* Begin *

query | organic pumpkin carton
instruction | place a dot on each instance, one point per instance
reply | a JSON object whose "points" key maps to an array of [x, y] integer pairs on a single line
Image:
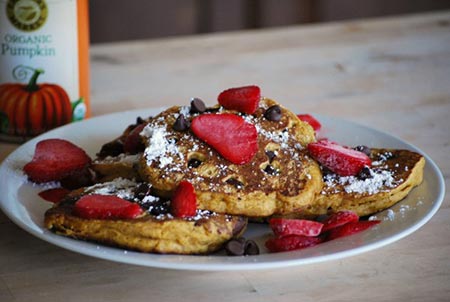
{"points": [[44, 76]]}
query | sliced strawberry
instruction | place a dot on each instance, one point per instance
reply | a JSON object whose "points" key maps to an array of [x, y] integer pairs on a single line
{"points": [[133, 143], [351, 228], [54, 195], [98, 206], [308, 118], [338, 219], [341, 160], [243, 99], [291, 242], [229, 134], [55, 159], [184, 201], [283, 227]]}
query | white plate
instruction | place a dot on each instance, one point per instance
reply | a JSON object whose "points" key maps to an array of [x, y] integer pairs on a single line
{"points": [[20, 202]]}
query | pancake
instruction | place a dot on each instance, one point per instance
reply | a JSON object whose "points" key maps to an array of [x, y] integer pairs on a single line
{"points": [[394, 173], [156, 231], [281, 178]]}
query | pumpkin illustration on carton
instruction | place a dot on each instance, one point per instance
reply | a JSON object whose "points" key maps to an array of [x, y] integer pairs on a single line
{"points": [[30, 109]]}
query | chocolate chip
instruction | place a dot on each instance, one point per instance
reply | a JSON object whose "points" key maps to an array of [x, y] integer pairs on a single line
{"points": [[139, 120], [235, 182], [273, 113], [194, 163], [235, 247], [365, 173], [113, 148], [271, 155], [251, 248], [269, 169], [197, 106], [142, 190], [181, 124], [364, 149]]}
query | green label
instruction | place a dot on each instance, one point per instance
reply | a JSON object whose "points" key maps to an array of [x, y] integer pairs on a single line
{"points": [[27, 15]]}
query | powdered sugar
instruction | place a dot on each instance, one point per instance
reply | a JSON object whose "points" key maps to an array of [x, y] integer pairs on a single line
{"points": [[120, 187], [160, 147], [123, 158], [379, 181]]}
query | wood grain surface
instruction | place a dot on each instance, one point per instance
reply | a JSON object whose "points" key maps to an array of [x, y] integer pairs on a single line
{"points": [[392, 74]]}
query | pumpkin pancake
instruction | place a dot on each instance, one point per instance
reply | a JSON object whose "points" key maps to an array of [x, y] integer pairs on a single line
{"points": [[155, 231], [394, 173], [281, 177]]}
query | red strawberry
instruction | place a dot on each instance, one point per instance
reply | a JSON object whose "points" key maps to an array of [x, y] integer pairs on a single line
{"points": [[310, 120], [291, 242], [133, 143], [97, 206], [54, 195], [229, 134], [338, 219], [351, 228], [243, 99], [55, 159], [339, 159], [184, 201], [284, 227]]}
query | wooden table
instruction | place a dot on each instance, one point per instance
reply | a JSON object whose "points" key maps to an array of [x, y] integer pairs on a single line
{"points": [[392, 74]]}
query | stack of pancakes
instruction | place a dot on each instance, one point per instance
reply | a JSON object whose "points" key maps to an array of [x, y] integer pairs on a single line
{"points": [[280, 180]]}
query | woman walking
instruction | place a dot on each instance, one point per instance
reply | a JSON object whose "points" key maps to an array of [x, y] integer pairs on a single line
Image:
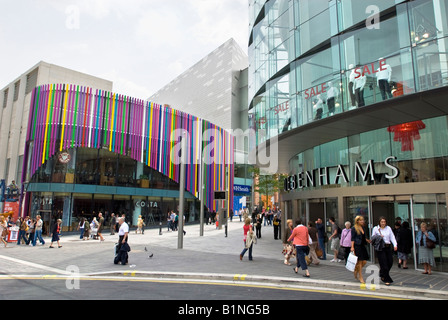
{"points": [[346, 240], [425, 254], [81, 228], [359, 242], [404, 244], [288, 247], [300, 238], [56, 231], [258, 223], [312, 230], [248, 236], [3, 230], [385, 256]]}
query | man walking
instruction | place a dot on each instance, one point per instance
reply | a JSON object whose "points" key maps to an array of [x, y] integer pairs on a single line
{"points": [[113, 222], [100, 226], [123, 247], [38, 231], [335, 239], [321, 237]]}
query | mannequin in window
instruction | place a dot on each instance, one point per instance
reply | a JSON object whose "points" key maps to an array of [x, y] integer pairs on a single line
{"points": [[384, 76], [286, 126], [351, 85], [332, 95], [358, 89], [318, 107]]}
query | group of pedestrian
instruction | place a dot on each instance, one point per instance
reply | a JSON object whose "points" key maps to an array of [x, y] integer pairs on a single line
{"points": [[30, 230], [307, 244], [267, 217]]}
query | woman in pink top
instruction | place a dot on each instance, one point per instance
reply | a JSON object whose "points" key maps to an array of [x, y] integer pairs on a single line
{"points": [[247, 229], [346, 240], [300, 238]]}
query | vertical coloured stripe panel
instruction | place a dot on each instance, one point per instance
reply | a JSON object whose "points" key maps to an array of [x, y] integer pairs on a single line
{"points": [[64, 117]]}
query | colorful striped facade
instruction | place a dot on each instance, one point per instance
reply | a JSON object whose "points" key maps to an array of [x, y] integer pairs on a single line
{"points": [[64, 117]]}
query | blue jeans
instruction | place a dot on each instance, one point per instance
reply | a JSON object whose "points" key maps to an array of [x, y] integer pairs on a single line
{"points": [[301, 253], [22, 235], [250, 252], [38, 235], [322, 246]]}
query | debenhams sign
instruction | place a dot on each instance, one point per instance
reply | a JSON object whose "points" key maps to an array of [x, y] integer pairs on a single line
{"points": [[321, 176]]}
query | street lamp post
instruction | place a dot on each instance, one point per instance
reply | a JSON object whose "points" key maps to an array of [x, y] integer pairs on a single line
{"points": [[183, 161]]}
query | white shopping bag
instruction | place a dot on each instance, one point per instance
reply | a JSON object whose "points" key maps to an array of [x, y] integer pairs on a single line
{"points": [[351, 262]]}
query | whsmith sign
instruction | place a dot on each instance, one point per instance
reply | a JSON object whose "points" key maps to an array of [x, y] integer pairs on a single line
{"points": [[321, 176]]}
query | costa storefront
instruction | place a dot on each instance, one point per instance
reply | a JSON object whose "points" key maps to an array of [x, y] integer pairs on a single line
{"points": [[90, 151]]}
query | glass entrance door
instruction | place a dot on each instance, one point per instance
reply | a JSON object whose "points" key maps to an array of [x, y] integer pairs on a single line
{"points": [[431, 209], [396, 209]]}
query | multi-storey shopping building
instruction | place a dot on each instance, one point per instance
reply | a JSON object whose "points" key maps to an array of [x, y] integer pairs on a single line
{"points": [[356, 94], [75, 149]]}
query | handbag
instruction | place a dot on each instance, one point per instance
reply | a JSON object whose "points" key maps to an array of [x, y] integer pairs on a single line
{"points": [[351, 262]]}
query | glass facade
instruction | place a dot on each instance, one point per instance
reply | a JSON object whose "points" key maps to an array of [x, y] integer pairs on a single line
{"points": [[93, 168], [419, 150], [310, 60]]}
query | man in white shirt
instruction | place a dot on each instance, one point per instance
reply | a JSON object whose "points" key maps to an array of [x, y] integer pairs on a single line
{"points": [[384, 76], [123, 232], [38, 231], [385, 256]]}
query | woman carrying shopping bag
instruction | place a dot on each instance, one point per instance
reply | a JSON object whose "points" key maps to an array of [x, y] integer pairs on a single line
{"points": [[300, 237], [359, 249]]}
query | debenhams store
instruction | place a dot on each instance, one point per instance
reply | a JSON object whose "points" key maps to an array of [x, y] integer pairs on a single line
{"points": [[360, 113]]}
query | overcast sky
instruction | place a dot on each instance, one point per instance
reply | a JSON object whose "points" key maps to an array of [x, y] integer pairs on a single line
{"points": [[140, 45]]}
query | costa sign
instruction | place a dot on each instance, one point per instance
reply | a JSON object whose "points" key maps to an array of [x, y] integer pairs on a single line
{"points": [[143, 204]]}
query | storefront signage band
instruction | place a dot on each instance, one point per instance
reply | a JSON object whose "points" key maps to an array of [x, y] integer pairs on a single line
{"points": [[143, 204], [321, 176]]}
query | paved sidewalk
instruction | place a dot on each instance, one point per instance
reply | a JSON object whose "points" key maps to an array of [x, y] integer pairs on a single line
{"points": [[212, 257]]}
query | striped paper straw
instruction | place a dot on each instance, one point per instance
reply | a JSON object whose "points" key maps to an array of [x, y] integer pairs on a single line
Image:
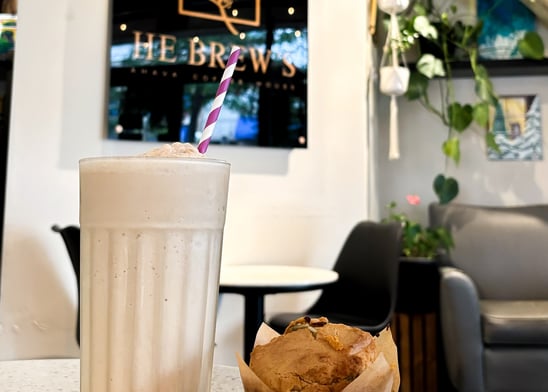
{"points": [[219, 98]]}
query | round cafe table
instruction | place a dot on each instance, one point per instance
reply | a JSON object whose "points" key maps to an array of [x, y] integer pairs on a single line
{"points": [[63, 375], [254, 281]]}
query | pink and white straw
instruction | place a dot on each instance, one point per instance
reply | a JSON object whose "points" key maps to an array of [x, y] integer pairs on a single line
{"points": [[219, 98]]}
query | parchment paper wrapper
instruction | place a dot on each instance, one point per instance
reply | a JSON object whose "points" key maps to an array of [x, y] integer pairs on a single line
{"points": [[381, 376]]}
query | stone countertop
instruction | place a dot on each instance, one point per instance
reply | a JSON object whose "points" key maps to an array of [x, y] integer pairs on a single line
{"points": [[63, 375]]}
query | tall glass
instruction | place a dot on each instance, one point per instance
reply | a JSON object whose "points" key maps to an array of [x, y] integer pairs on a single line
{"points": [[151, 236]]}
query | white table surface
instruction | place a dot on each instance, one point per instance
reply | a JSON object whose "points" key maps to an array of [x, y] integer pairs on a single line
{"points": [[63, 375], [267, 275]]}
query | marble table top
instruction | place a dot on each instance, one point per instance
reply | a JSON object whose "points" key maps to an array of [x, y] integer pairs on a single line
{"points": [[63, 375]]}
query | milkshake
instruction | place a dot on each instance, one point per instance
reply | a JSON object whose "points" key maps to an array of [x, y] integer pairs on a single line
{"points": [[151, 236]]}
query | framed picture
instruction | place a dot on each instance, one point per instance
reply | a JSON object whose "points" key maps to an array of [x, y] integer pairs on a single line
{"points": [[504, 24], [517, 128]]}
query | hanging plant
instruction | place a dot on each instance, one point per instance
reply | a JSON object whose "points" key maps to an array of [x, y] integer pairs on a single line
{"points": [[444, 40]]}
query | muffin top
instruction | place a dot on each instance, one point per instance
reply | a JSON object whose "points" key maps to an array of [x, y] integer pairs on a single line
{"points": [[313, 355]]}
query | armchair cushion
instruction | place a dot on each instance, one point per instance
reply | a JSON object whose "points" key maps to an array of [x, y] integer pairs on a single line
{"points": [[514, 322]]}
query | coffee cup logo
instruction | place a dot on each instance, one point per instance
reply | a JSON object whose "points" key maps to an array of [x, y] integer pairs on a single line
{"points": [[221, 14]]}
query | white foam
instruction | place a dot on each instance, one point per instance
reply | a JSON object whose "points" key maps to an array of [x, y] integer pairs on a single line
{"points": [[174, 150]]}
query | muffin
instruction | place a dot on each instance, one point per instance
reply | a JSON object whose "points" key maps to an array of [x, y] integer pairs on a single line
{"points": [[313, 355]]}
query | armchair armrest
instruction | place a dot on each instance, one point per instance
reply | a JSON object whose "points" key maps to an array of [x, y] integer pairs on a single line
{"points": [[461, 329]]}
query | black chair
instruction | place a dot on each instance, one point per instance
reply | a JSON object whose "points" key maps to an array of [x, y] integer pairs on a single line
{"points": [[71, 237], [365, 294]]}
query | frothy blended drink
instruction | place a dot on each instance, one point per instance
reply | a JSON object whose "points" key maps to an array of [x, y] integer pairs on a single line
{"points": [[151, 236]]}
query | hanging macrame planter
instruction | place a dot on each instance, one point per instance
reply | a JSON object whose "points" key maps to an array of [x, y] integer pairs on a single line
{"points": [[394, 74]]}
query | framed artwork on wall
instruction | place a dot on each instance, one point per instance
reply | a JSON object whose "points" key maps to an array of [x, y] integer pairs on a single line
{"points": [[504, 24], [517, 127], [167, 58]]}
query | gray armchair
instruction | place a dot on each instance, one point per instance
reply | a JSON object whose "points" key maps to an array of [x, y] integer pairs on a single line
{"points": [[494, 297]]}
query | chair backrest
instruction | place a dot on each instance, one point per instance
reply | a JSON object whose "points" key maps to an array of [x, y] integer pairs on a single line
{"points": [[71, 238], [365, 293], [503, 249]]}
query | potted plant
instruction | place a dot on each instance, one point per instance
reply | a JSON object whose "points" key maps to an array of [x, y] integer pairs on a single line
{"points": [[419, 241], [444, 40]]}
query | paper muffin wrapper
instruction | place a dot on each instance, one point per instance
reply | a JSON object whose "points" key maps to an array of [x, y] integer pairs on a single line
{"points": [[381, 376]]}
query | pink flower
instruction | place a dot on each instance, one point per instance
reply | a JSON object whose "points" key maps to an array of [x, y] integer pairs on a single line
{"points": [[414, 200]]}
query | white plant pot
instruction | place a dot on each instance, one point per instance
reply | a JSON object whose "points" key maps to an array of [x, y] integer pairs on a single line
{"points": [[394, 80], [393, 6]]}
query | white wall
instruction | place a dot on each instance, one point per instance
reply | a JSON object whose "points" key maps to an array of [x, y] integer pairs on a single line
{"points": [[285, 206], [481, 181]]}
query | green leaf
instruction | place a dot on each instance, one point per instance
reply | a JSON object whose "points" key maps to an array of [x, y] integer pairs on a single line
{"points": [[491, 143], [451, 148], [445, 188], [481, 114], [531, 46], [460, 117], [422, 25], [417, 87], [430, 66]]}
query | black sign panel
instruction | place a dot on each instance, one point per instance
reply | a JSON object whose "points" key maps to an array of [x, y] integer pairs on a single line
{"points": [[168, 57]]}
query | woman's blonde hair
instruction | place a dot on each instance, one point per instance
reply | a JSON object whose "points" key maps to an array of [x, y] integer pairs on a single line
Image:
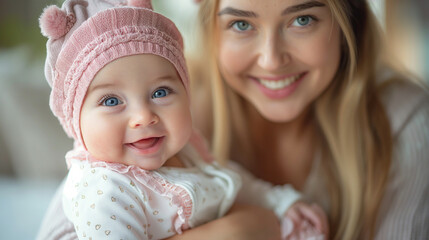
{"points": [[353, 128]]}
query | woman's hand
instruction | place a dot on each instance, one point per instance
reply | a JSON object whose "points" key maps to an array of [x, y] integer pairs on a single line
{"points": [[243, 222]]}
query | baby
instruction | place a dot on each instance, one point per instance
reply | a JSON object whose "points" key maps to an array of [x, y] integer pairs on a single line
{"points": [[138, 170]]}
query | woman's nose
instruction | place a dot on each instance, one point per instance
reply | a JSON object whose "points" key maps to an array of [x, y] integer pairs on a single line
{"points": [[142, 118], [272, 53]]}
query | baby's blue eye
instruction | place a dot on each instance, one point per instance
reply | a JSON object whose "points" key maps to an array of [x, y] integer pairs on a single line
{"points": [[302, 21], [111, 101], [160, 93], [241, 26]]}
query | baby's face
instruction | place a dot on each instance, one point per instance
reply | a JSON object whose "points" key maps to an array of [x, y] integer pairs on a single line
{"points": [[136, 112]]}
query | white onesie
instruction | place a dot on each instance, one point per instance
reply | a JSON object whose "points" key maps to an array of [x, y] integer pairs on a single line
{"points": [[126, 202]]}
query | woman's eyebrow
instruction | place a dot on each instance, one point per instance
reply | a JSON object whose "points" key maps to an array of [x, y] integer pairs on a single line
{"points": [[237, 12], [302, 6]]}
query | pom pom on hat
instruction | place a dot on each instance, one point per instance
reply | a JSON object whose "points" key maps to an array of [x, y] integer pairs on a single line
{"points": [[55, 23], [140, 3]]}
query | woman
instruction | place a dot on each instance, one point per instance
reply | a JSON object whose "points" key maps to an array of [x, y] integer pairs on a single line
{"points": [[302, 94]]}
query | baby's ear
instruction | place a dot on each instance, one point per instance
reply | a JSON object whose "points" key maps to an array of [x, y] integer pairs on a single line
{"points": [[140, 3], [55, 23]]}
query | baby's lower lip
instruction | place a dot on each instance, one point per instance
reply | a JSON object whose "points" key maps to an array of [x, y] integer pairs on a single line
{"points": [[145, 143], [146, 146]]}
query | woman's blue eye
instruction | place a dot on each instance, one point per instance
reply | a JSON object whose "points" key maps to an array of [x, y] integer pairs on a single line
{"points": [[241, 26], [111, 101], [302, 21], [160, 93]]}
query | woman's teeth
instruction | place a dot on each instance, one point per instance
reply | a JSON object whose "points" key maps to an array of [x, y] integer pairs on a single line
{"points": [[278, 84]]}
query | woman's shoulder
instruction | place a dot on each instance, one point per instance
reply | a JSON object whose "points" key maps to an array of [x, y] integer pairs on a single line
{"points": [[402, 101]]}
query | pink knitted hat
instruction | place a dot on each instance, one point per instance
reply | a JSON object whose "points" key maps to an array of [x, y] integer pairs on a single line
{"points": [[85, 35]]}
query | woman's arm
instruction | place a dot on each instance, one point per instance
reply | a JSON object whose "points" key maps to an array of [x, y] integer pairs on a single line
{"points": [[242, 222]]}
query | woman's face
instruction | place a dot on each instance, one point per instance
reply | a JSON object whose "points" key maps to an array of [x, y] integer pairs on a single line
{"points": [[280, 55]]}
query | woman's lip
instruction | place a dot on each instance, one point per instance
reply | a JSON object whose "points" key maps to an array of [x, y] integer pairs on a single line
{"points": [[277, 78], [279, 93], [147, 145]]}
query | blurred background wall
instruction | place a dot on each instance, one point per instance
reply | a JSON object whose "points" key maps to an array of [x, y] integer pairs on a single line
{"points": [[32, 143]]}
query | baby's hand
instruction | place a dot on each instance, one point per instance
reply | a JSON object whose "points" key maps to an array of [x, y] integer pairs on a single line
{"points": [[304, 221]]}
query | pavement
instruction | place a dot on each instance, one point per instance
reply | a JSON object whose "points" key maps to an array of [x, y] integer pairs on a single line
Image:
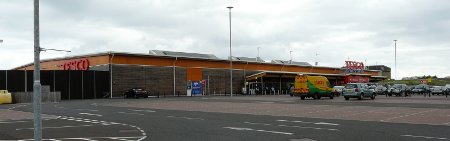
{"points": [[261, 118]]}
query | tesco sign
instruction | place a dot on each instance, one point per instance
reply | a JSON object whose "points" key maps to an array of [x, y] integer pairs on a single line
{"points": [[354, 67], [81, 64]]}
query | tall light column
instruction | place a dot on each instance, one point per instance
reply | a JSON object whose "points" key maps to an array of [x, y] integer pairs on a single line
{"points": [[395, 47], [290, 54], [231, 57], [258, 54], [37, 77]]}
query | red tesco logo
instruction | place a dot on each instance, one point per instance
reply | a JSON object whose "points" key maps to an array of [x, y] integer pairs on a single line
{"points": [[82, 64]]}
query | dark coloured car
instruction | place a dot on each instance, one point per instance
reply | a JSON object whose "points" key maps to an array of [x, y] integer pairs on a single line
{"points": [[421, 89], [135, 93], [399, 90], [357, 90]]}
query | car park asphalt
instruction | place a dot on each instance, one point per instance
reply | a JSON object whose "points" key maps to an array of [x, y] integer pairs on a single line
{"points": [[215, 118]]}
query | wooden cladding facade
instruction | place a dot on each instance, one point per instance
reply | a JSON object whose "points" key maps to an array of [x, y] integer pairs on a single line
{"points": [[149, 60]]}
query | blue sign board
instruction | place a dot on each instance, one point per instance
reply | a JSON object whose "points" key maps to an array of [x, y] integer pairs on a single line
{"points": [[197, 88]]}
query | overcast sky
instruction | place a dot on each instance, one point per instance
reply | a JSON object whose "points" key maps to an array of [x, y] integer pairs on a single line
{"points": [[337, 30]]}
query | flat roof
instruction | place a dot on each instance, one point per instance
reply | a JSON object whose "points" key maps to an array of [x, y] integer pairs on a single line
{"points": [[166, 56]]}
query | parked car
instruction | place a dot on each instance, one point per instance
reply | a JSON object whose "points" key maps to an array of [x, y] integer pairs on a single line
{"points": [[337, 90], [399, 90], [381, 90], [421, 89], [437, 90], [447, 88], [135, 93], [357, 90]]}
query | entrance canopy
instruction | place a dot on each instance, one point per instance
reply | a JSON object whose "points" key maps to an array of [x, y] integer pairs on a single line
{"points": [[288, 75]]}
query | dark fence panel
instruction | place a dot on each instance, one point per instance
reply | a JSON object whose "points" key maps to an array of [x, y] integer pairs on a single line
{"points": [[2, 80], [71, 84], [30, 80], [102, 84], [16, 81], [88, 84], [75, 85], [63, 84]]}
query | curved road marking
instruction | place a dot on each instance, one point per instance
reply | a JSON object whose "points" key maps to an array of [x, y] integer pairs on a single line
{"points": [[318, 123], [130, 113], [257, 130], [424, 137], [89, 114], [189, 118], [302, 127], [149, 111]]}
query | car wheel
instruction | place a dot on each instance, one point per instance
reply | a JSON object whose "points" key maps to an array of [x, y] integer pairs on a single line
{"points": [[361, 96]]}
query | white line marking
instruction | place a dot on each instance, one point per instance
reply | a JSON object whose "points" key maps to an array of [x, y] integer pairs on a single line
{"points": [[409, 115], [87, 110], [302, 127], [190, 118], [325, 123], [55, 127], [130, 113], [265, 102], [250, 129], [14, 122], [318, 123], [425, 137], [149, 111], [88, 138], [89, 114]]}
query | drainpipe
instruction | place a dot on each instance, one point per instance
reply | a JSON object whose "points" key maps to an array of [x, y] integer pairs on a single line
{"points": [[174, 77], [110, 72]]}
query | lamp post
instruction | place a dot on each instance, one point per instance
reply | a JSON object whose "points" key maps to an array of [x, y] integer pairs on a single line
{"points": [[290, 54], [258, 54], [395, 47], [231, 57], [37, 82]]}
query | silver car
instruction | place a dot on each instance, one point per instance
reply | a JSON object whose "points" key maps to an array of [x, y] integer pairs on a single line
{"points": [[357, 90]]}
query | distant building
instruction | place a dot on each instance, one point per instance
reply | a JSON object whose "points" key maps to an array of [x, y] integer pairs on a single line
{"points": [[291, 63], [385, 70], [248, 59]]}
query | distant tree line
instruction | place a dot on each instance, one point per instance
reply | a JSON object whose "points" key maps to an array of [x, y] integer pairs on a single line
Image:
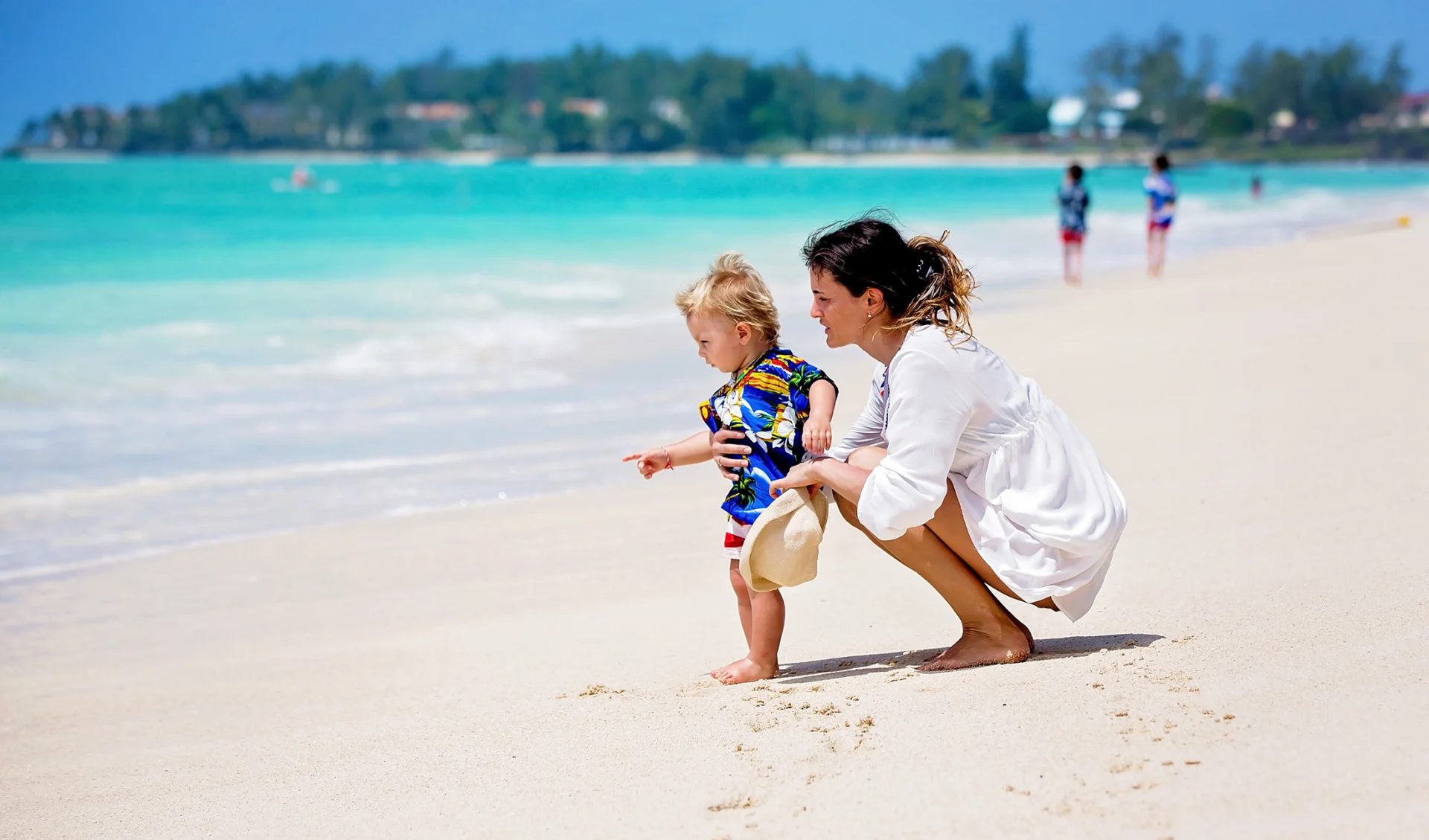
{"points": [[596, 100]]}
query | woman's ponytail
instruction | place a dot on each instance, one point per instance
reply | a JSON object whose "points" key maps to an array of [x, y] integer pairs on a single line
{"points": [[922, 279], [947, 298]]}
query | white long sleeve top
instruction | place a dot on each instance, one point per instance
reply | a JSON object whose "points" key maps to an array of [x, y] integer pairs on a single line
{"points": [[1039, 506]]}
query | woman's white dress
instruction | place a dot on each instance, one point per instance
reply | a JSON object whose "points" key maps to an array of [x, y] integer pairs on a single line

* End *

**Exercise task:** Extract, verbatim and alone, the lines from the line that contains "query | distant tree line" to the last line of the records, inclusive; drop any picture.

**Task result:**
query | distant tree line
instruction | place a dot on each instance, one point per instance
reply | a JSON object whose "points" key maps to an array of [x, y] integer pairs on a single line
Image:
{"points": [[596, 100]]}
query | woman's ponytail
instruction | place a dot on each instance, one point per instance
reply | a JSON object whose "points" key maps to an array of [x, y] integer pairs on a single line
{"points": [[922, 279], [947, 298]]}
query | white long sleeve top
instruction | place a dot on each instance, one point per instance
reply | a JSON object whose "points" key maps to an array of [x, y] integer pairs on a single line
{"points": [[1039, 506]]}
query | woman's white dress
instruction | place a dot on each instance, one point per instance
reply | a JSON object whose "points" key maps to an array of [x, y] integer pairs on a single line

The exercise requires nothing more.